> **WHAT IS NEEDED**
Rewrite the records, substituting "image" for every "photo" and changing nothing else. Begin at the line that has "Would you be willing to mark the orange jacket", stop after the line that has "column 409, row 355", and leave the pictures out.

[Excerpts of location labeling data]
▼▼▼

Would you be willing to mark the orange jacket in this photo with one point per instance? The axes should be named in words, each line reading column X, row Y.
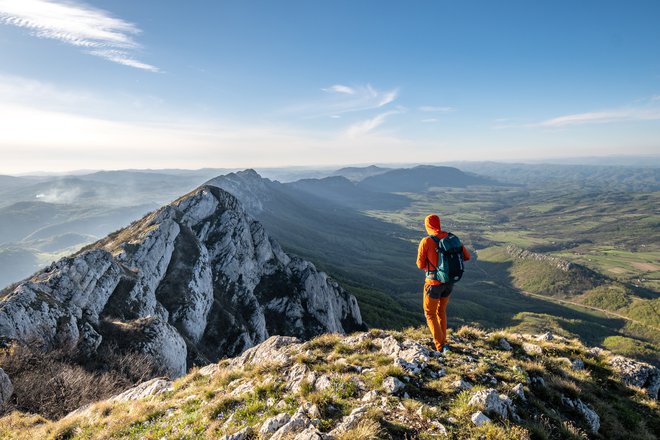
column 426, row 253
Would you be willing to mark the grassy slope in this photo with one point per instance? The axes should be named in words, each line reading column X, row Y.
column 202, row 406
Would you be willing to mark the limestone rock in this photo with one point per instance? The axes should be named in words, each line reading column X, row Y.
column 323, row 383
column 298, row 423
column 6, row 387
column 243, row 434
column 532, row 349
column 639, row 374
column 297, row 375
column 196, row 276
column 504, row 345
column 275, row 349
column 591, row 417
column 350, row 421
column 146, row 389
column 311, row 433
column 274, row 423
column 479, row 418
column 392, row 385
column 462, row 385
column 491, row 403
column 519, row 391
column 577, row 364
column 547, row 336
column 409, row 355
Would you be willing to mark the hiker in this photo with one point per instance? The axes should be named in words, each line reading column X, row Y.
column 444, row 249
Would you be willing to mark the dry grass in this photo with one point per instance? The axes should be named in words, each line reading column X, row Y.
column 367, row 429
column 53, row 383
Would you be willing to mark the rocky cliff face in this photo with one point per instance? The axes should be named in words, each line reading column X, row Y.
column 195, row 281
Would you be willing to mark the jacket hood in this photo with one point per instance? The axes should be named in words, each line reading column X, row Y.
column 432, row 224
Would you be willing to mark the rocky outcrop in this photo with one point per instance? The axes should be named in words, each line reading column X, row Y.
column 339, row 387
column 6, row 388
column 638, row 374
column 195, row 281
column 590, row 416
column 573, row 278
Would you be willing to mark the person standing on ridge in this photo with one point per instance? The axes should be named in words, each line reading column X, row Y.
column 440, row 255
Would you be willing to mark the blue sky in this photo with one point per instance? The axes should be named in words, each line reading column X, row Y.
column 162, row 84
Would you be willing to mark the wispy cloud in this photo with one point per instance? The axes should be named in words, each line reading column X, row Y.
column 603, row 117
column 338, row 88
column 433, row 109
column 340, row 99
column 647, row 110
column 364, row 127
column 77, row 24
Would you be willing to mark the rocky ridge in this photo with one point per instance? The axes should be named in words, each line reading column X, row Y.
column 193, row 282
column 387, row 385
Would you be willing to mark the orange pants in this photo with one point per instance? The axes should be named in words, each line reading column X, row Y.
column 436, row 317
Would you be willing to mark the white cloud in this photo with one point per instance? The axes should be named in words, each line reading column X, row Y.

▲▲▲
▼▼▼

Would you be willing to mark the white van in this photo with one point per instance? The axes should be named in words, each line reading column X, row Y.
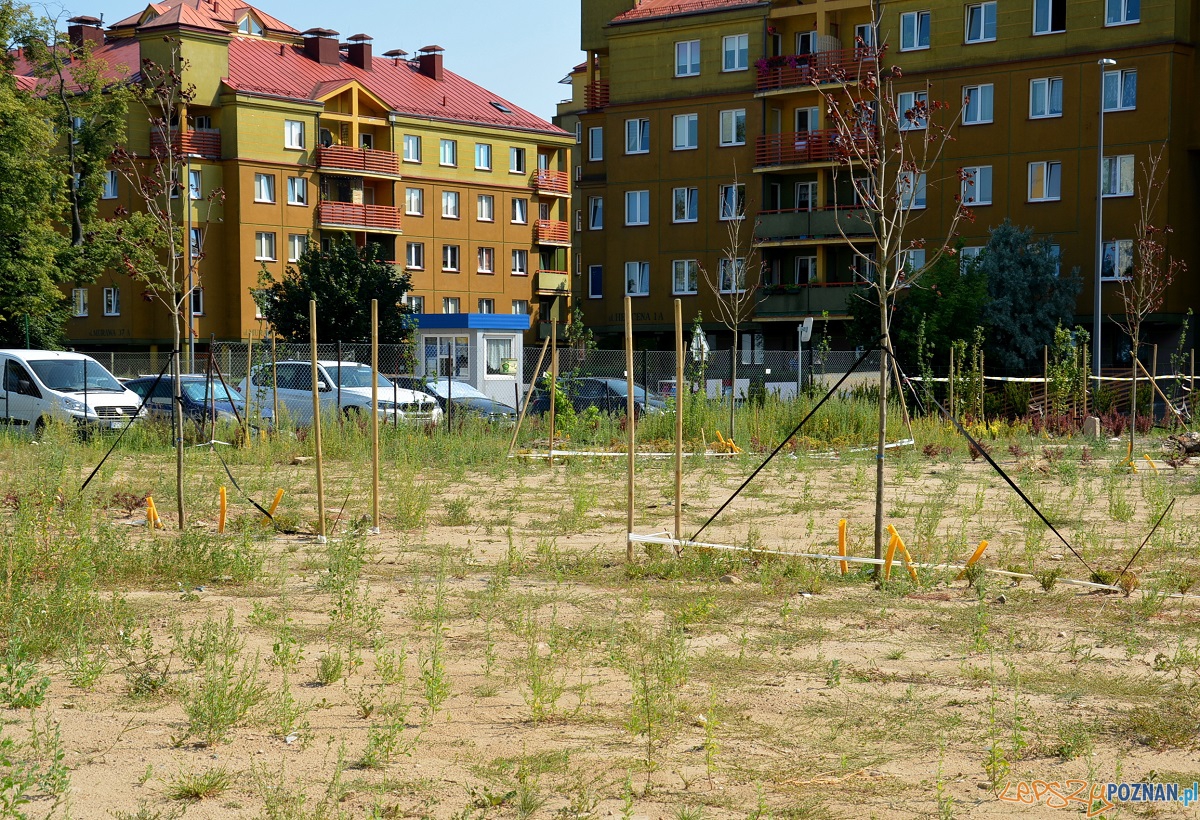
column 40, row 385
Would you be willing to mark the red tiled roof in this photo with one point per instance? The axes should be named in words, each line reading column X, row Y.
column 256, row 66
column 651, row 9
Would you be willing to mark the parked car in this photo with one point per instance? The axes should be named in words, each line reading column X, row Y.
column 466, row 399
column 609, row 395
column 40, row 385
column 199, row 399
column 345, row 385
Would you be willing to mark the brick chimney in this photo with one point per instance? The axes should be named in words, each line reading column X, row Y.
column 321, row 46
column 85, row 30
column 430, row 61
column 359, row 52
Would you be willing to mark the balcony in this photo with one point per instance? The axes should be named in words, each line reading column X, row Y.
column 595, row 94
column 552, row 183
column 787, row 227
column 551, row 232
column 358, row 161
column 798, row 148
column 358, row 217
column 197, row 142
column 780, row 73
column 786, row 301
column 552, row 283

▲▲▲

> **WRITTEN ANSWER**
Would you be willing to mark the orange jacket in this image with one point per instance? The axes should be named in words, each line reading column X, row Y.
column 426, row 253
Would you be willing to mark the grassy slope in this image with one point per instance? The axes should be named in words, each line reading column X, row Y.
column 202, row 406
Would you be willing to mark the limestone rock in this image with one point per instance? The axes should be named in words, each line reading column X, row Y.
column 323, row 383
column 298, row 423
column 6, row 387
column 243, row 434
column 532, row 349
column 639, row 374
column 297, row 375
column 196, row 276
column 504, row 345
column 275, row 349
column 591, row 417
column 350, row 421
column 146, row 389
column 311, row 433
column 274, row 423
column 479, row 418
column 392, row 385
column 462, row 385
column 491, row 403
column 519, row 391
column 577, row 364
column 547, row 336
column 409, row 355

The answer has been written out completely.